> _PROBLEM STATEMENT_:
Reproduce all of the entries below exactly, without images.

MATERIAL FOR THIS TASK Start Marker

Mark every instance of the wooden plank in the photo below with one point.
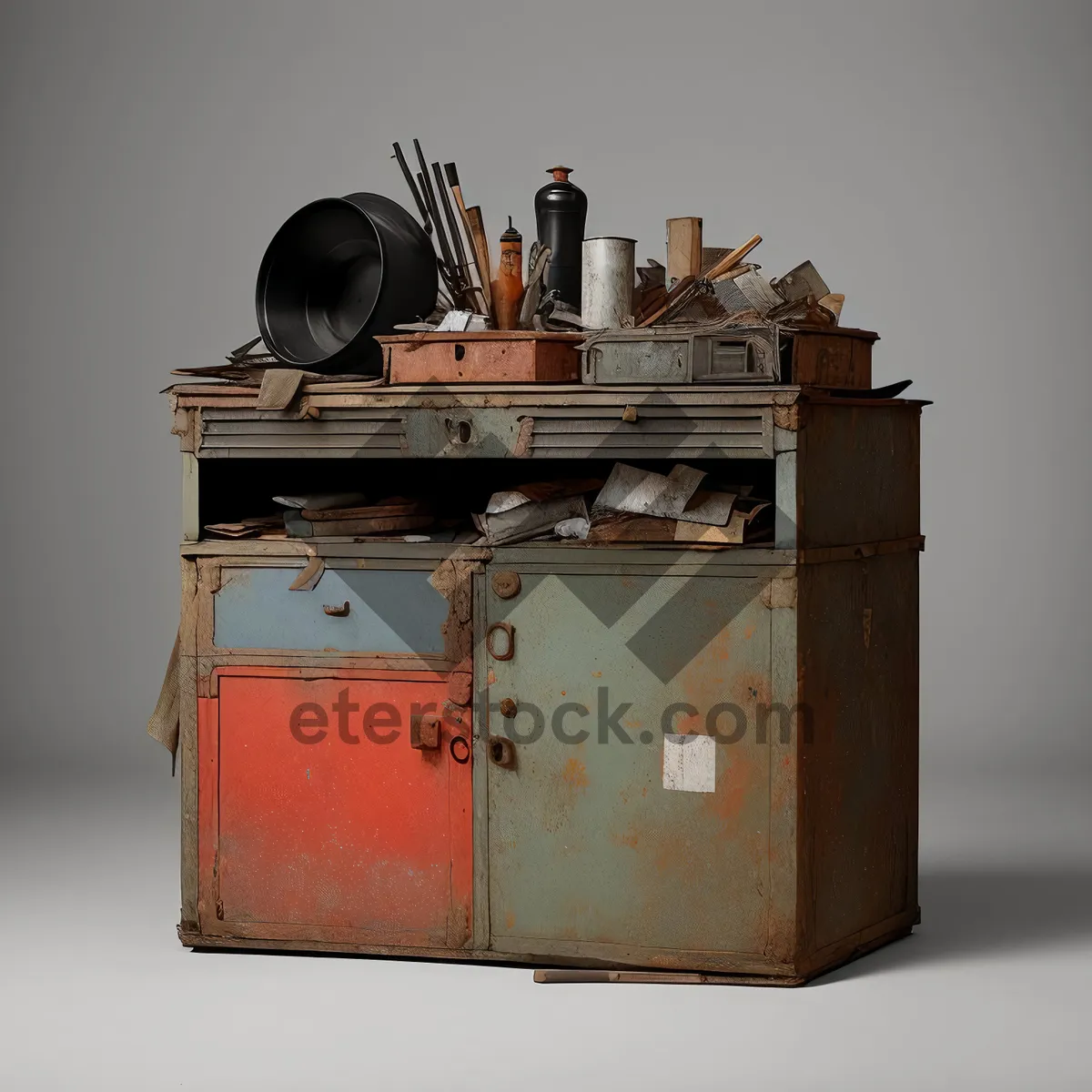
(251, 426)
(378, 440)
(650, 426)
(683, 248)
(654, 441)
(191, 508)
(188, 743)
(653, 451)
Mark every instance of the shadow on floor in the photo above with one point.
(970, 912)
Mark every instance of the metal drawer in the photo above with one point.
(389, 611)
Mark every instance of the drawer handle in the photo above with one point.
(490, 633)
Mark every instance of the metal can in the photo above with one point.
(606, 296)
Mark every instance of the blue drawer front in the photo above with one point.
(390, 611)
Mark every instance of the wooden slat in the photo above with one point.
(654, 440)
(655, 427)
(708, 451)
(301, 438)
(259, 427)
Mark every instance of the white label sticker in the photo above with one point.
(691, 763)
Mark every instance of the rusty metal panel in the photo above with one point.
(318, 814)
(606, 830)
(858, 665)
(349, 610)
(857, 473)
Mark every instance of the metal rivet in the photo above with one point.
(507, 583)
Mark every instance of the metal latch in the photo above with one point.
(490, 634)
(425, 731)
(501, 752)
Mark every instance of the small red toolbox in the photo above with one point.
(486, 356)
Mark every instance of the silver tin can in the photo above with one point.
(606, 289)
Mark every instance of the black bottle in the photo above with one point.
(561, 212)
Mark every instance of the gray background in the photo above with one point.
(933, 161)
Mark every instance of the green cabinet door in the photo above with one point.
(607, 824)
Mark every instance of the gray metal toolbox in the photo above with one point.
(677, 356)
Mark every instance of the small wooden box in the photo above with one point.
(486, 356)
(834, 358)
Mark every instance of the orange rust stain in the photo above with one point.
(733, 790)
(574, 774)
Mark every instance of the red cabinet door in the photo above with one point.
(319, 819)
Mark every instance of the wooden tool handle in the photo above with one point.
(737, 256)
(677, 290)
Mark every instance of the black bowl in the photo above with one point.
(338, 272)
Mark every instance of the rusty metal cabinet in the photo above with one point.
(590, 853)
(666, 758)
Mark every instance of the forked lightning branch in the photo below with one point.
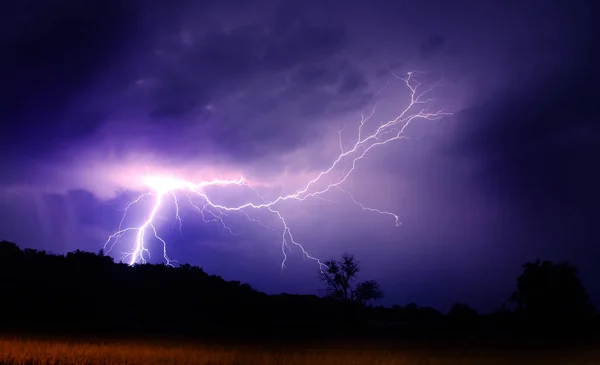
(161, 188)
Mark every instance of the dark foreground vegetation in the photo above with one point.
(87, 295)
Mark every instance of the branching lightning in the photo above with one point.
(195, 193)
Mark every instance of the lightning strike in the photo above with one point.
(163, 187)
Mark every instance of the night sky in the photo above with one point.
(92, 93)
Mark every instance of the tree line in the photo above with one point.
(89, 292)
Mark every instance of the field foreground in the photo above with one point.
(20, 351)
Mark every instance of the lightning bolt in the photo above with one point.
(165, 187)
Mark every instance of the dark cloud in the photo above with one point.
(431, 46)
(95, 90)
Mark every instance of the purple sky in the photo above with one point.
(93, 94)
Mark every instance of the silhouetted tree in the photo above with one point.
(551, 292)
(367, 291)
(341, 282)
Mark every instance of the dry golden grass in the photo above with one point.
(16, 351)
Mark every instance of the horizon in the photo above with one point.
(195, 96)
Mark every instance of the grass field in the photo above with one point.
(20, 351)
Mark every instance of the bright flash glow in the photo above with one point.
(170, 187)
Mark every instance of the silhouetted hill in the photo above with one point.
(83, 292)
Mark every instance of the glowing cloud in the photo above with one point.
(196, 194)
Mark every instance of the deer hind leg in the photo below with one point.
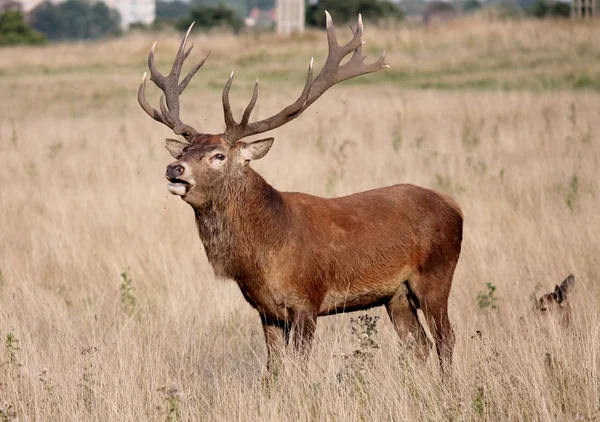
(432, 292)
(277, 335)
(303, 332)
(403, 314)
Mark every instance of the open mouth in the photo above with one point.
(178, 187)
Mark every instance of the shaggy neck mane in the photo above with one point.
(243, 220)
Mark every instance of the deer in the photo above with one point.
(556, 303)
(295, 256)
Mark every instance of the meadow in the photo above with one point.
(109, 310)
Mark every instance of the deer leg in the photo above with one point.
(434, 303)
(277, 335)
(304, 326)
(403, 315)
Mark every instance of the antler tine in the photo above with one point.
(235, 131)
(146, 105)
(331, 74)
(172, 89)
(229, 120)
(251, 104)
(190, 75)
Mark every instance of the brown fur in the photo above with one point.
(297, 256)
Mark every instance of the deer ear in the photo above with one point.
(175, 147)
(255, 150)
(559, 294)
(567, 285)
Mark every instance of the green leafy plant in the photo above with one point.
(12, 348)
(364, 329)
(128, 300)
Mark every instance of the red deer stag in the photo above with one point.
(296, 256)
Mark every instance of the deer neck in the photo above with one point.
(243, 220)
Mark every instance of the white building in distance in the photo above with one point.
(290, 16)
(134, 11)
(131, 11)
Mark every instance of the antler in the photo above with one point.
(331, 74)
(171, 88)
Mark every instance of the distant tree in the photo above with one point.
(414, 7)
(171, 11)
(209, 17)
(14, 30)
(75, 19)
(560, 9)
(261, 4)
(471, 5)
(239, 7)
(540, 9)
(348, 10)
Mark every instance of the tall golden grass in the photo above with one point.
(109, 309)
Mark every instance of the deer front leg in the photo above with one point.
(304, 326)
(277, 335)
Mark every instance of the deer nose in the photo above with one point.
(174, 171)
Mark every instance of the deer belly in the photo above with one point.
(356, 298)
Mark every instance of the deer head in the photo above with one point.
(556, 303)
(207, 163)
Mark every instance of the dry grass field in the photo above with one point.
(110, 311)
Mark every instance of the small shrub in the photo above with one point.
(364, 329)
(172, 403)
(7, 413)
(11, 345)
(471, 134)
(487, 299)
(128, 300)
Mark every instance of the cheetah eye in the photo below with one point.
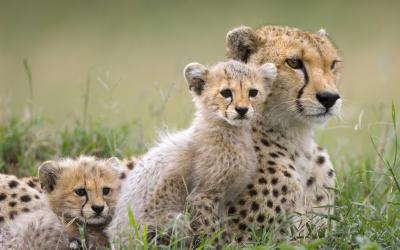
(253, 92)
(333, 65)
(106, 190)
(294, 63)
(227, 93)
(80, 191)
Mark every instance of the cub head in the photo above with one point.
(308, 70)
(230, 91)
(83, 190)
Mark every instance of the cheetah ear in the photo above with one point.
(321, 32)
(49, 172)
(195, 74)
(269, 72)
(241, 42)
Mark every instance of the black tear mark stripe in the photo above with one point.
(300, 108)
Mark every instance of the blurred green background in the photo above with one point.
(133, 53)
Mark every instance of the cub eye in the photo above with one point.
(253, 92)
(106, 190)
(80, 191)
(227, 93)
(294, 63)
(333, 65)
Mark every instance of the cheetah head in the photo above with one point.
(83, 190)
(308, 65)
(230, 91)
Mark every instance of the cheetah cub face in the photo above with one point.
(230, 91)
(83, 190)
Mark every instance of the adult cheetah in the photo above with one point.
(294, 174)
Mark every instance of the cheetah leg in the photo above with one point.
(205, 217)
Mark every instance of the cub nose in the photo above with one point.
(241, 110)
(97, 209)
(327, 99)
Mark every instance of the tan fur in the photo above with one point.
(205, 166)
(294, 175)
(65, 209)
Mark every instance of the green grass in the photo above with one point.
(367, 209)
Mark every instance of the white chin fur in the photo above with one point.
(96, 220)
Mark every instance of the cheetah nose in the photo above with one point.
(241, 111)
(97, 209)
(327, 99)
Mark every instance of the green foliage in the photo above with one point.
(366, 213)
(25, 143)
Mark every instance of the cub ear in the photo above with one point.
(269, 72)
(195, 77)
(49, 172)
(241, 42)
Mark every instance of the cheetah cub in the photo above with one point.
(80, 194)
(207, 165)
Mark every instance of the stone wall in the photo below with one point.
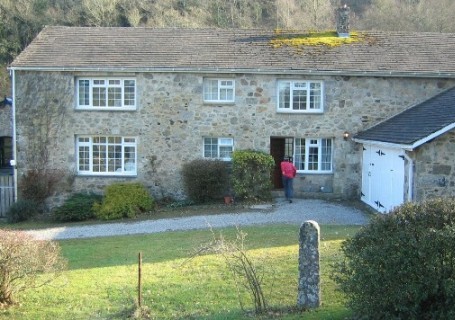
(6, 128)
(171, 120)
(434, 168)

MATERIAL FOR THIS TASK End Marker

> _RESPONSE FOR THIS EXERCISE_:
Mark every instance of the wooden plank in the photo below with one point.
(251, 426)
(378, 440)
(650, 426)
(683, 248)
(654, 441)
(191, 508)
(188, 743)
(653, 451)
Mark every instance of the shadow on floor in the photo above with one point.
(970, 912)
Mark every instance of the metal drawer in the photo above with one point.
(389, 611)
Mark every instance of the drawer handle in the photo above with one point.
(490, 633)
Mark every instance of the metal can in the photo above with one point.
(606, 296)
Mark every instance of the blue drawer front in the photo above with one point.
(390, 611)
Mark every instance of the wooden slat in the photo above with one point.
(654, 440)
(655, 427)
(708, 451)
(301, 438)
(259, 427)
Mark every instance of the white label sticker in the photo above with one point.
(691, 763)
Mark every instance of the rusty metal panel in the photo above with one point.
(318, 814)
(606, 830)
(858, 665)
(349, 610)
(857, 473)
Mark every instance of the metal rivet in the photo above with one point.
(507, 583)
Mark every instance of the metal latch in the photo above with one point.
(490, 634)
(425, 731)
(501, 752)
Mark every instance of the small red toolbox in the photo above with one point.
(486, 356)
Mark every instance of the silver tin can in the photo above with one point.
(606, 289)
Mark every instance of the black bottle in the photo above with one point.
(561, 212)
Mark every instance of the gray background in the photo above with one point.
(933, 161)
Mark every instance of the green cabinet door in the photo above with one point.
(607, 824)
Mark every instance of the gray metal toolbox in the photo above with one point.
(677, 356)
Mark every instance of the small wooden box in the photo above with one point.
(486, 356)
(834, 358)
Mark every instance of the orange rust stain in the photo above with one point.
(733, 790)
(574, 774)
Mark every instance of the red cabinet door in the photo above with one point.
(319, 819)
Mark every instance of the wooden tool handle in the photo above with one point.
(737, 256)
(677, 290)
Mark every instance of the black bowl in the photo above with one point.
(338, 272)
Mark every instance of the rusty metal cabinet in the photo above with one point.
(590, 853)
(666, 758)
Mark every instance of the forked lightning branch in the photo below with one point.
(161, 188)
Mark every instance of the dark foreground vegetation in the photo above with one point.
(87, 295)
Mark every instance of the branching lightning in the photo above with one point.
(195, 193)
Mark every instance of the lightning strike in the photo above with one point.
(163, 187)
Mark every instance of the night sky in the photo above with one point.
(92, 93)
Mark every instance of the tree line in the photo above with one point.
(89, 292)
Mark every instance of the field foreground in the photo above with one point.
(20, 351)
Mark every instance of the lightning bolt in the photo above with one point.
(165, 187)
Mark every instance of the dark cloud in the photo above with one point.
(431, 46)
(95, 90)
Mark every instance of the purple sky in the photo above with one point.
(93, 94)
Mark every instance of the silhouetted tree in the photo above with one point.
(551, 292)
(367, 291)
(341, 282)
Mark every instance of the dry golden grass in the photo above with one point.
(16, 351)
Mark every instance of the horizon in the photo above with one point.
(195, 96)
Mark every instance of the grass field in the photo above with one point.
(20, 351)
Mark every instance of the bright flash glow in the photo above with one point.
(170, 187)
Mark every instance of the silhouetted hill in the photo above with one point.
(83, 292)
Mark every instance of the glowing cloud in the photo above with one point.
(196, 194)
Mark every instance of the deer hind leg in the photo below with one point.
(432, 292)
(277, 335)
(303, 332)
(403, 314)
Mark every instance of the open mouth in the photo above with one point.
(178, 187)
Mark every instance of the shaggy neck mane in the photo above with one point.
(243, 220)
Mark every instance of the deer in the photo above with one point.
(556, 303)
(295, 256)
Mark every instance of the meadow in the photo above with one point.
(109, 310)
Mark every instance of the deer leg in the photo above with one point.
(434, 303)
(277, 335)
(304, 326)
(403, 315)
Mark every instance of the antler tine in the photo above with one point.
(235, 131)
(146, 105)
(331, 74)
(172, 89)
(229, 120)
(251, 104)
(190, 75)
Mark every instance of the brown fur in the photo above with one point.
(297, 256)
Mark every instance of the deer ear in the photo above with one point.
(175, 147)
(255, 150)
(559, 294)
(567, 285)
Mark every instance of the green leafy plant in the photo above with one point.
(12, 348)
(364, 329)
(128, 300)
Mark every instance of the red deer stag in the photo above with one point.
(296, 256)
Mark every instance of the deer neck in the photo above with one point.
(243, 220)
Mark every instance of the white building in distance in the photo above with one point.
(290, 16)
(134, 11)
(131, 11)
Mark every instance of the antler in the photo above with one point.
(331, 74)
(171, 88)
Mark every instance of the distant tree in the photo above with one point.
(414, 7)
(171, 11)
(209, 17)
(14, 30)
(75, 19)
(560, 9)
(261, 4)
(471, 5)
(239, 7)
(540, 9)
(348, 10)
Mark every instance of the tall golden grass in the photo above with one point.
(109, 309)
Mark every instance of the deer front leg in the photo above with one point.
(304, 326)
(277, 335)
Mark every instance of the deer nose in the photo above with one point.
(174, 171)
Mark every instance of the deer belly in the photo above with one point.
(356, 298)
Mark every instance of the deer head in the photo above with one point.
(556, 303)
(207, 163)
Mark every instance of the dry grass field in the photo above with one point.
(110, 311)
Mark every instance of the small shrub in the photo above with one point.
(364, 329)
(172, 403)
(7, 413)
(11, 345)
(471, 134)
(487, 299)
(128, 300)
Mark every instance of the cheetah eye in the photo below with one point.
(253, 92)
(333, 65)
(106, 190)
(294, 63)
(227, 93)
(80, 191)
Mark every instance of the cub head in the photo above with one point.
(308, 70)
(230, 91)
(83, 190)
Mark every instance of the cheetah ear in the photo above with one point.
(321, 32)
(49, 172)
(195, 74)
(269, 72)
(241, 42)
Mark every instance of the black tear mark stripe in the photo above with one point.
(300, 108)
Mark every instance of the blurred green background in the photo above with one point.
(133, 53)
Mark every instance of the cub eye in the photo above with one point.
(253, 92)
(106, 190)
(80, 191)
(227, 93)
(294, 63)
(333, 65)
Mark every instance of the cheetah head in the photo above with one point.
(83, 190)
(308, 65)
(230, 91)
Mark every instance of the cheetah cub face in the photo above with one point.
(230, 91)
(83, 190)
Mark every instance of the adult cheetah in the photo above with one point.
(294, 174)
Mark every instance of the cheetah leg in the photo above with one point.
(205, 217)
Mark every instance of the cub nose in the photo above with one point.
(241, 110)
(97, 209)
(327, 99)
Mark every instance of the tan fur in the photo above with one point.
(205, 166)
(294, 175)
(65, 209)
Mark every instance of the green grass in the photo above with one point.
(367, 209)
Mark every instance of the white chin fur in the photo above with one point.
(96, 220)
Mark every instance of the cheetah nose in the photo above with one point.
(241, 111)
(97, 209)
(327, 99)
Mark every instance of the green foliage in the photo above with one point.
(366, 213)
(25, 143)
Mark every instance of the cub ear in the photo above with one point.
(269, 72)
(195, 77)
(49, 172)
(241, 42)
Mark every instance of the cheetah cub in the photo above with one point.
(80, 194)
(207, 165)
Mark every instance of the stone wall in the photo below with one point.
(6, 128)
(171, 120)
(434, 168)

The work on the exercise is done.